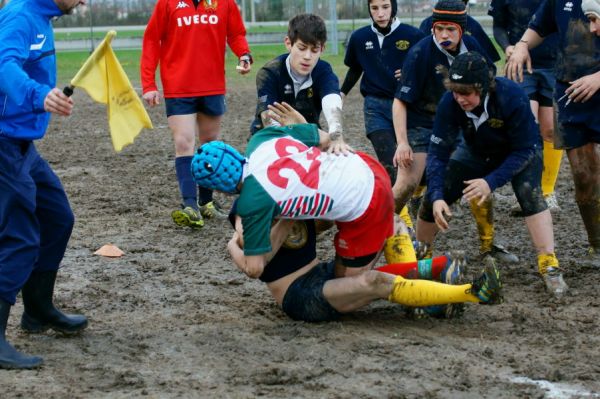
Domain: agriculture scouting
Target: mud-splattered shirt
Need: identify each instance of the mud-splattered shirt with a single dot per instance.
(274, 84)
(288, 176)
(514, 17)
(474, 30)
(508, 138)
(379, 62)
(422, 83)
(579, 49)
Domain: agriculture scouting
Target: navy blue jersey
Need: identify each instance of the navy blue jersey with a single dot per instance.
(379, 63)
(578, 49)
(422, 82)
(274, 84)
(508, 138)
(514, 16)
(474, 30)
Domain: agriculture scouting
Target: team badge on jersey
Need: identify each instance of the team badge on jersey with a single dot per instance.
(495, 123)
(210, 5)
(402, 44)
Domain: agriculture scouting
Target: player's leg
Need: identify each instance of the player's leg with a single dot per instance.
(181, 116)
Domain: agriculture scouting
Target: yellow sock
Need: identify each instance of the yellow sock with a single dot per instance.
(552, 159)
(427, 293)
(484, 216)
(399, 249)
(546, 261)
(406, 217)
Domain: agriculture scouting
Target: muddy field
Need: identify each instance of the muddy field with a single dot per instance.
(174, 318)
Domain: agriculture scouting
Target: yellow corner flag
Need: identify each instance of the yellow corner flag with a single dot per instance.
(103, 78)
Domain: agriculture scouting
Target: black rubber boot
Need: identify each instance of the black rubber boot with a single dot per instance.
(40, 313)
(10, 358)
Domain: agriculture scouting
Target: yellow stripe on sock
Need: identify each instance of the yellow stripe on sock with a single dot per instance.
(546, 261)
(399, 249)
(427, 293)
(552, 159)
(484, 216)
(406, 217)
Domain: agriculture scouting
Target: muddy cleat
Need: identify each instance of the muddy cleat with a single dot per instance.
(212, 210)
(488, 287)
(451, 274)
(188, 217)
(552, 202)
(555, 284)
(500, 254)
(423, 250)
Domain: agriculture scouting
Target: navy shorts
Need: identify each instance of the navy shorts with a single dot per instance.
(577, 123)
(304, 298)
(465, 165)
(539, 86)
(378, 114)
(418, 138)
(209, 105)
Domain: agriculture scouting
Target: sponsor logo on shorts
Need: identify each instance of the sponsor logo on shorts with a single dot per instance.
(402, 44)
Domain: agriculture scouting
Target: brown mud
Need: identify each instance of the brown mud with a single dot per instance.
(174, 317)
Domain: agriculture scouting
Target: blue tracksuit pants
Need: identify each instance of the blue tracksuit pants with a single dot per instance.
(35, 216)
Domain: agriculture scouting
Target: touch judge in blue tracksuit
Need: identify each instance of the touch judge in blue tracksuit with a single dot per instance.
(35, 216)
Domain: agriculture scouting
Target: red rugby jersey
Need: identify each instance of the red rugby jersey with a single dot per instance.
(189, 44)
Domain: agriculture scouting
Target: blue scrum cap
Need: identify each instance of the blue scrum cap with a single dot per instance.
(218, 166)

#### GIVEN EXERCISE
Find each line in the records that contains the string "pants" and copy it out. Letter case counts.

#### SOLUTION TO THE PROBLEM
Target: blue tracksuit pants
Need: identify each instance of the blue tracksuit pants with a single dot per instance.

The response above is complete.